- RECORDS FOR THE TASK:
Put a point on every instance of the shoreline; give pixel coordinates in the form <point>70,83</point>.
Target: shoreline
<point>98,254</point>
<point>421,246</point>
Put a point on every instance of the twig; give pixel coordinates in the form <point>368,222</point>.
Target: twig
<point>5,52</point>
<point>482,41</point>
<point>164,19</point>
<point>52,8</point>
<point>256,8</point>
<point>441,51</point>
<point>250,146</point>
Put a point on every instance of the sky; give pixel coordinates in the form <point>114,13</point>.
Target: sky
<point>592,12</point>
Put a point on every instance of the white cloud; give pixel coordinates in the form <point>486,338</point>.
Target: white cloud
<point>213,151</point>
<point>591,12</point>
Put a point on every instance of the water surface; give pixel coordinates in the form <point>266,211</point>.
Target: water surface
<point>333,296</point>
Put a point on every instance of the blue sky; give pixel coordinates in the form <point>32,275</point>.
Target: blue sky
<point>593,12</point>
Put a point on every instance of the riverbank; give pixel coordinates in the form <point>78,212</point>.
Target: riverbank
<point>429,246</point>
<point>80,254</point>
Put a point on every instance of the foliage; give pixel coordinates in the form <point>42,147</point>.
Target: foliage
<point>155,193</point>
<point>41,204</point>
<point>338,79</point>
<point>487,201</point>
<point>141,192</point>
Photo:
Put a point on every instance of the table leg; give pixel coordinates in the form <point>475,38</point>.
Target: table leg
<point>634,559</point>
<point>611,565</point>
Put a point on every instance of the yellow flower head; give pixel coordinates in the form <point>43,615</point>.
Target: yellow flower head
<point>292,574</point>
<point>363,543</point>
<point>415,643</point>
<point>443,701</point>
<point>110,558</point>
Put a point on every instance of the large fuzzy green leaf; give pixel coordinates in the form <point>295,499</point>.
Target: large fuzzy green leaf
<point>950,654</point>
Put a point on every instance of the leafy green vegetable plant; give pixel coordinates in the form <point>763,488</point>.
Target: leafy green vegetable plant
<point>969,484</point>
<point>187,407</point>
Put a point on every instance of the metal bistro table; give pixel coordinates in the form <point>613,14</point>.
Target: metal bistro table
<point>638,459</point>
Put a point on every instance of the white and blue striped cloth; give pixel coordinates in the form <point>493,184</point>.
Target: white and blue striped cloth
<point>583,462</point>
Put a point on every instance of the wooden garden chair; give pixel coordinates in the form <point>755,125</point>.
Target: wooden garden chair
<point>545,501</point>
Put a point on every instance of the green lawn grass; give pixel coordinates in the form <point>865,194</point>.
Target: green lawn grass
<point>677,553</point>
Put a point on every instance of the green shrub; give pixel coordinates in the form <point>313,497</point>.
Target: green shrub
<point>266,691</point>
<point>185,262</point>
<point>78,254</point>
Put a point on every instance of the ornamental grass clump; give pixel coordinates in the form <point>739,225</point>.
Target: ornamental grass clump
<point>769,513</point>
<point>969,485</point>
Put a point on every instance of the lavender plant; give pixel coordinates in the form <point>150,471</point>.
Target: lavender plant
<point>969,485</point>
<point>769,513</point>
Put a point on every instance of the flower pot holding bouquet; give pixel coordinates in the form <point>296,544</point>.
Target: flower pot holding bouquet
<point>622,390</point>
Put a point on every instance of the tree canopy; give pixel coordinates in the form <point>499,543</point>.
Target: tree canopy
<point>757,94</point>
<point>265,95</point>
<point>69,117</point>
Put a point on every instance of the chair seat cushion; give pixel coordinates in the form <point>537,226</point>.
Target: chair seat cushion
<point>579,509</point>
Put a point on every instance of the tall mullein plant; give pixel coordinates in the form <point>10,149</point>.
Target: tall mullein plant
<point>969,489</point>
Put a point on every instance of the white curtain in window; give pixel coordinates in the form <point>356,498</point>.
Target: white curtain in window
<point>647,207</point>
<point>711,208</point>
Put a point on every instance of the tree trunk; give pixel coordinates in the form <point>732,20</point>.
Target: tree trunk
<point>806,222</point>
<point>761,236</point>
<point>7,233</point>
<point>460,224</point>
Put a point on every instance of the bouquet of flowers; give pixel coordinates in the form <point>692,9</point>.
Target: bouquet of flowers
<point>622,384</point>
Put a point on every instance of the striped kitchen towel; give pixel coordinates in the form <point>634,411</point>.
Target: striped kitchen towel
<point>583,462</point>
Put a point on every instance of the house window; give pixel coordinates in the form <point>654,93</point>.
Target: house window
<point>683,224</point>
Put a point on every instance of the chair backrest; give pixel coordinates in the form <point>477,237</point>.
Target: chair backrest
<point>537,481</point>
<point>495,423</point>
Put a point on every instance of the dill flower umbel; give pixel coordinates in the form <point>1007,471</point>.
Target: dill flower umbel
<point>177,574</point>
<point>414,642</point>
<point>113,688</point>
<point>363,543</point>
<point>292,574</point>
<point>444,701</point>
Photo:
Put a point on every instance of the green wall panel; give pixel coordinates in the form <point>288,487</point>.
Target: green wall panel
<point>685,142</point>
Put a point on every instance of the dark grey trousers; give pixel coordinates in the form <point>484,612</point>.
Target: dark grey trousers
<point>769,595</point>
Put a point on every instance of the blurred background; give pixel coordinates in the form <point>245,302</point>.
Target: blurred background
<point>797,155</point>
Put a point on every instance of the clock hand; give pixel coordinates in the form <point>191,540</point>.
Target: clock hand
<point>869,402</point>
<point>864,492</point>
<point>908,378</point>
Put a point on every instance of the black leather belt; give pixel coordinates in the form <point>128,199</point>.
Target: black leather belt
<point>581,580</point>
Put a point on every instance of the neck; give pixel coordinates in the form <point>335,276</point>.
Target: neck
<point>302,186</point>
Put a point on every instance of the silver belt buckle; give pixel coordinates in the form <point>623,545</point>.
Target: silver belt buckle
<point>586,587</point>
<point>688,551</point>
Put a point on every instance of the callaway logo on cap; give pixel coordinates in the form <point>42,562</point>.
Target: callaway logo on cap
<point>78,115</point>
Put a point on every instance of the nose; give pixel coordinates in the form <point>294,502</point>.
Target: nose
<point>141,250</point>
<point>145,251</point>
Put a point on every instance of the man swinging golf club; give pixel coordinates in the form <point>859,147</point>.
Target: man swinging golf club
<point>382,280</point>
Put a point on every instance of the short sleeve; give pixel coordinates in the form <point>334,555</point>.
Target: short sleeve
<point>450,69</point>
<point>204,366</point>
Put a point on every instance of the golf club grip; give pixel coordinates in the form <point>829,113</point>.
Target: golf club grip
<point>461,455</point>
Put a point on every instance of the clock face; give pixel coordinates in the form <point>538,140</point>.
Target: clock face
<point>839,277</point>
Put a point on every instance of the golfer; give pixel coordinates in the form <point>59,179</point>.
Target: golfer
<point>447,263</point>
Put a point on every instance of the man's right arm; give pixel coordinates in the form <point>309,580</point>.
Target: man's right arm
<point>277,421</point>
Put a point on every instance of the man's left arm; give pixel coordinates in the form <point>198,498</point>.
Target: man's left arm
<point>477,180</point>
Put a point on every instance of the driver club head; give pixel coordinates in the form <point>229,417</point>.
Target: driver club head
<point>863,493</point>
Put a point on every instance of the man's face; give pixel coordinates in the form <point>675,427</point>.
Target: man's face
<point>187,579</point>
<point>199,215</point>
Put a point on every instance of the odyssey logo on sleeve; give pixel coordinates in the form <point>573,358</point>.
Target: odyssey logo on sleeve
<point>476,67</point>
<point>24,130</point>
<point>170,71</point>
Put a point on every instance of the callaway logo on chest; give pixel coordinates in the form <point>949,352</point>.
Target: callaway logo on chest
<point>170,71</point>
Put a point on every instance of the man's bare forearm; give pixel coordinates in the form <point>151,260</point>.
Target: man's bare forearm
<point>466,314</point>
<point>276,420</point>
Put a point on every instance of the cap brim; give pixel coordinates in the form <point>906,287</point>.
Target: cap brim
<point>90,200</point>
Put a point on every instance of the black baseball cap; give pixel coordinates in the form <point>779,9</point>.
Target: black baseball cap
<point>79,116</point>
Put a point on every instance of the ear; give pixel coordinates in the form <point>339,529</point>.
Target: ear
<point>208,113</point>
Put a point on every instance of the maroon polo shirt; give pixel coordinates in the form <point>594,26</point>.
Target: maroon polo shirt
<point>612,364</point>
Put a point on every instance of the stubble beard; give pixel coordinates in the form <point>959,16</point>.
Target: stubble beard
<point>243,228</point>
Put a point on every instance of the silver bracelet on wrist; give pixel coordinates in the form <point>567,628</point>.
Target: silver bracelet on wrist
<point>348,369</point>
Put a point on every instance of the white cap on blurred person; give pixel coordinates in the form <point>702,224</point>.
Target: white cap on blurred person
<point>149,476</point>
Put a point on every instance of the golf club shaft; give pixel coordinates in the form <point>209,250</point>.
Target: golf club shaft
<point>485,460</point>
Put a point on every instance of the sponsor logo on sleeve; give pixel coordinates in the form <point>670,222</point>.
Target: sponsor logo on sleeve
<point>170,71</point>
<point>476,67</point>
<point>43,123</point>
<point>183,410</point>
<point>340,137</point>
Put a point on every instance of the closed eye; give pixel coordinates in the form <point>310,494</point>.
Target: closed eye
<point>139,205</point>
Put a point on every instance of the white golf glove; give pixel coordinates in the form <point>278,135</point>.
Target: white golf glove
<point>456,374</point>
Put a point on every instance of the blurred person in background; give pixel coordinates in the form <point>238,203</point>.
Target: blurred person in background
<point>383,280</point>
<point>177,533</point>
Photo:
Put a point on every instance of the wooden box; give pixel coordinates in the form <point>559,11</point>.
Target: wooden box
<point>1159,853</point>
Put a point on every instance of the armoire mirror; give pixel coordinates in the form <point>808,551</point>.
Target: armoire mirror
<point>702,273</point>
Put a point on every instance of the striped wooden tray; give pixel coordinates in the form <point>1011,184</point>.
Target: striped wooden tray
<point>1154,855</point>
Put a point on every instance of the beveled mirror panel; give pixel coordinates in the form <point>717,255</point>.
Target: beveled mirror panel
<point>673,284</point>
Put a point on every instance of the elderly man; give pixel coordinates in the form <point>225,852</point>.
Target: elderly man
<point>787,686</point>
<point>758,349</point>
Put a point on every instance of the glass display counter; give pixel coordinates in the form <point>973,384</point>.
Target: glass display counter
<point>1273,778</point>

- EXERCISE DETAILS:
Can you convert the items, from their first line through the line containing "<point>593,12</point>", into a JSON list of strings with one string per line and no blank lines?

- FINISHED ANSWER:
[
  "Put a point on every instance of the shoreline; give pixel coordinates in the form <point>70,83</point>.",
  "Target: shoreline",
  "<point>98,254</point>",
  "<point>421,246</point>",
  "Put a point on every instance of the twig; give pixel coordinates in the form <point>368,222</point>.",
  "Target: twig",
  "<point>5,52</point>",
  "<point>482,41</point>",
  "<point>164,19</point>",
  "<point>52,8</point>",
  "<point>256,8</point>",
  "<point>441,51</point>",
  "<point>250,146</point>",
  "Put a point on every instance of the sky; give pixel coordinates in the form <point>114,13</point>.",
  "Target: sky",
  "<point>592,12</point>",
  "Put a point on every instance of the white cloud; give pixel coordinates in the form <point>486,338</point>.",
  "Target: white cloud",
  "<point>213,151</point>",
  "<point>591,12</point>",
  "Put a point on every instance of the water surface; give pixel coordinates in the form <point>266,211</point>.",
  "Target: water surface",
  "<point>333,296</point>",
  "Put a point on every instance of the blue sky; give pixel coordinates in the form <point>32,275</point>.",
  "Target: blue sky",
  "<point>593,12</point>"
]